*What you need to do*:
Rewrite the rows below, renaming "fire truck" to "fire engine" wherever it appears and keeping everything else the same. Leave the pictures out of your answer.

===

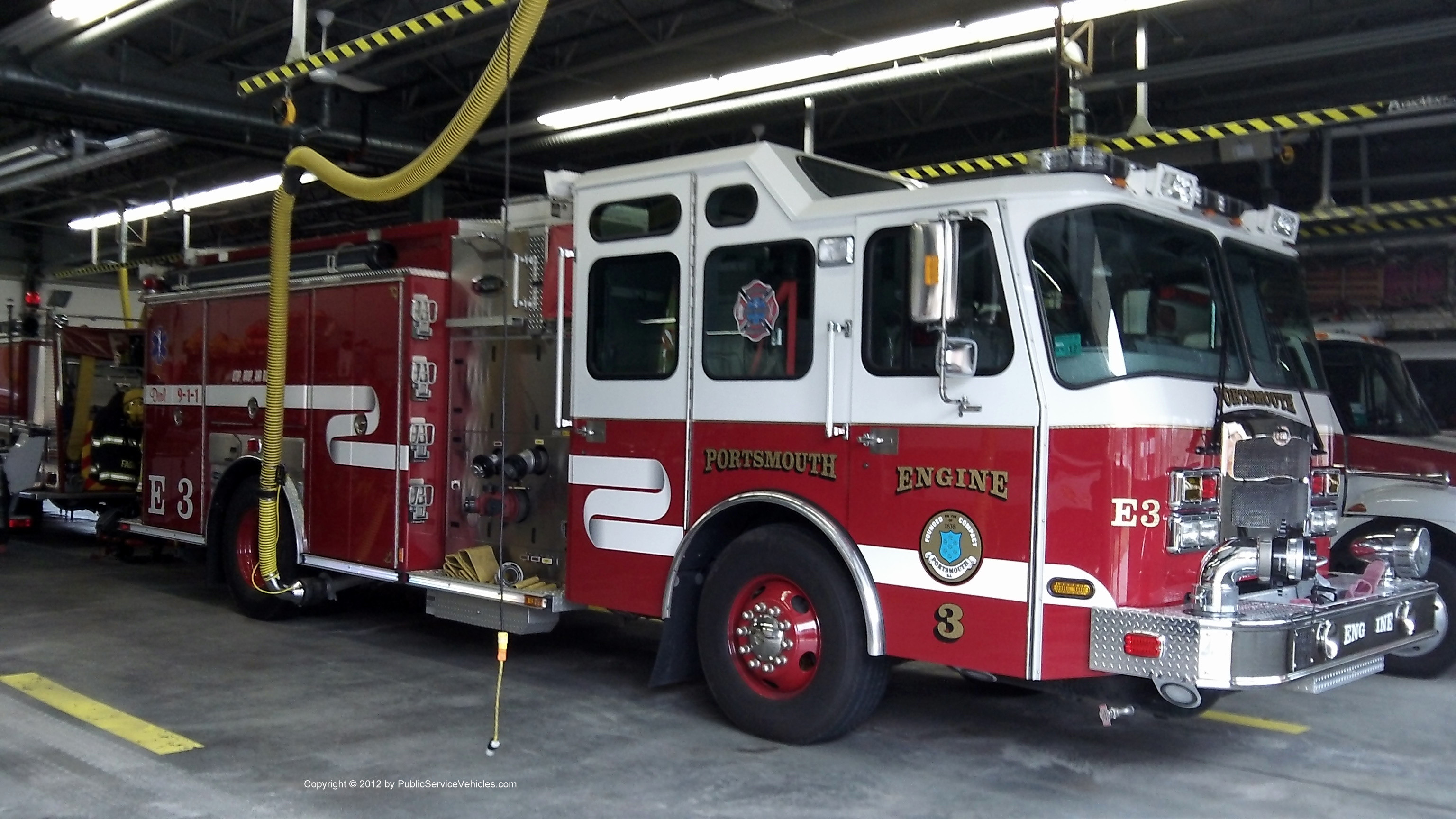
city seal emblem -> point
(951, 547)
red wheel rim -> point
(774, 636)
(245, 546)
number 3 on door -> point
(948, 623)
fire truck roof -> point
(811, 187)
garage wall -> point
(86, 300)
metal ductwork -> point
(28, 154)
(83, 159)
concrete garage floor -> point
(376, 690)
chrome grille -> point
(1256, 460)
(1267, 486)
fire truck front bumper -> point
(1270, 642)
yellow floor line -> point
(1254, 722)
(102, 716)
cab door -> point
(771, 336)
(629, 379)
(943, 498)
(173, 482)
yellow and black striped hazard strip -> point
(1314, 118)
(114, 267)
(1383, 225)
(965, 167)
(1401, 209)
(383, 38)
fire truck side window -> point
(1125, 295)
(634, 219)
(1270, 291)
(632, 317)
(1372, 394)
(759, 311)
(894, 346)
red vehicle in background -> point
(1400, 468)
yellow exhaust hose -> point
(402, 182)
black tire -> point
(845, 684)
(1435, 659)
(239, 528)
(33, 509)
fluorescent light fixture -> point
(190, 201)
(999, 56)
(86, 11)
(989, 30)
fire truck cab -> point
(1062, 426)
(55, 382)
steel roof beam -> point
(1394, 37)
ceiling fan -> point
(332, 75)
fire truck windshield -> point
(1125, 293)
(1270, 292)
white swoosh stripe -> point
(338, 398)
(624, 496)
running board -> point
(490, 605)
(554, 601)
(346, 567)
(135, 528)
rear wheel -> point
(241, 557)
(1435, 656)
(781, 635)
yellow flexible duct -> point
(402, 182)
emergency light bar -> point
(894, 50)
(1283, 223)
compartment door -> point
(173, 480)
(629, 391)
(941, 500)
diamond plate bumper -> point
(1272, 640)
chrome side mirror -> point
(934, 272)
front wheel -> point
(781, 635)
(241, 557)
(1435, 656)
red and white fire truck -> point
(1400, 468)
(59, 376)
(1066, 426)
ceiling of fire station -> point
(177, 71)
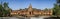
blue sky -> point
(21, 4)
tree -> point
(6, 9)
(56, 10)
(45, 9)
(0, 10)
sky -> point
(21, 4)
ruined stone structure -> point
(31, 12)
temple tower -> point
(30, 8)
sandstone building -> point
(31, 12)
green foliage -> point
(45, 9)
(3, 11)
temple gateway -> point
(31, 12)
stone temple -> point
(31, 12)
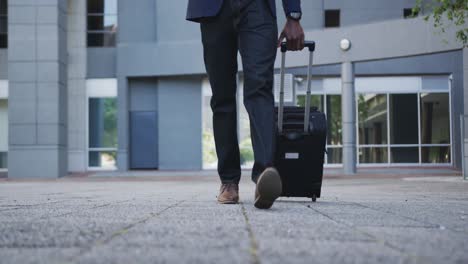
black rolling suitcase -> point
(301, 140)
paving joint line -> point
(376, 239)
(124, 230)
(430, 225)
(253, 248)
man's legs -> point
(220, 53)
(258, 34)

===

*Answer to the task*:
city seal emblem -> point
(951, 547)
red wheel rim -> point
(774, 636)
(245, 546)
number 3 on door -> point
(948, 623)
fire engine roof -> point
(811, 187)
garage wall -> point
(86, 300)
metal ductwork -> point
(28, 154)
(83, 159)
concrete garage floor -> point
(376, 690)
chrome grille -> point
(1256, 460)
(1267, 486)
fire engine front bumper -> point
(1270, 642)
yellow floor line -> point
(1254, 722)
(102, 716)
cab door -> point
(771, 336)
(629, 379)
(943, 498)
(173, 482)
yellow and black striped hazard strip -> point
(1314, 118)
(114, 267)
(1383, 225)
(965, 167)
(1401, 209)
(383, 38)
fire engine side window -> point
(1125, 295)
(634, 219)
(1270, 291)
(632, 317)
(1372, 394)
(759, 311)
(894, 346)
red vehicle in background -> point
(1400, 468)
yellow exhaust hose -> point
(402, 182)
black tire -> point
(845, 684)
(1435, 659)
(239, 528)
(33, 509)
fluorescent light fixture -> point
(190, 201)
(999, 56)
(86, 11)
(989, 30)
fire engine cab -> point
(1062, 426)
(55, 382)
steel roof beam -> point
(1394, 37)
ceiling fan -> point
(332, 75)
fire engine windshield -> point
(1125, 293)
(1270, 292)
white swoosh stripe -> point
(338, 398)
(624, 496)
running board -> point
(490, 605)
(554, 601)
(346, 567)
(135, 528)
rear wheel -> point
(241, 557)
(1435, 656)
(781, 635)
yellow flexible duct -> point
(402, 182)
emergency light bar -> point
(894, 50)
(1283, 223)
compartment door -> point
(173, 480)
(629, 391)
(941, 500)
diamond plate bumper -> point
(1272, 640)
chrome side mirror -> point
(934, 272)
front wheel -> point
(781, 635)
(241, 557)
(1435, 656)
red and white fire engine -> point
(1400, 468)
(59, 376)
(1066, 426)
ceiling of fire station -> point
(177, 71)
blue sky -> point
(21, 4)
tree -> point
(6, 9)
(56, 10)
(45, 9)
(0, 10)
sky -> point
(21, 4)
ruined stone structure -> point
(31, 12)
temple tower -> point
(30, 8)
sandstone building -> point
(31, 12)
green foliage -> point
(45, 9)
(3, 11)
temple gateway -> point
(31, 12)
stone temple -> point
(31, 12)
black rolling suitcase -> point
(301, 140)
paving joint line -> point
(376, 239)
(124, 230)
(430, 225)
(253, 248)
man's legs -> point
(220, 53)
(258, 34)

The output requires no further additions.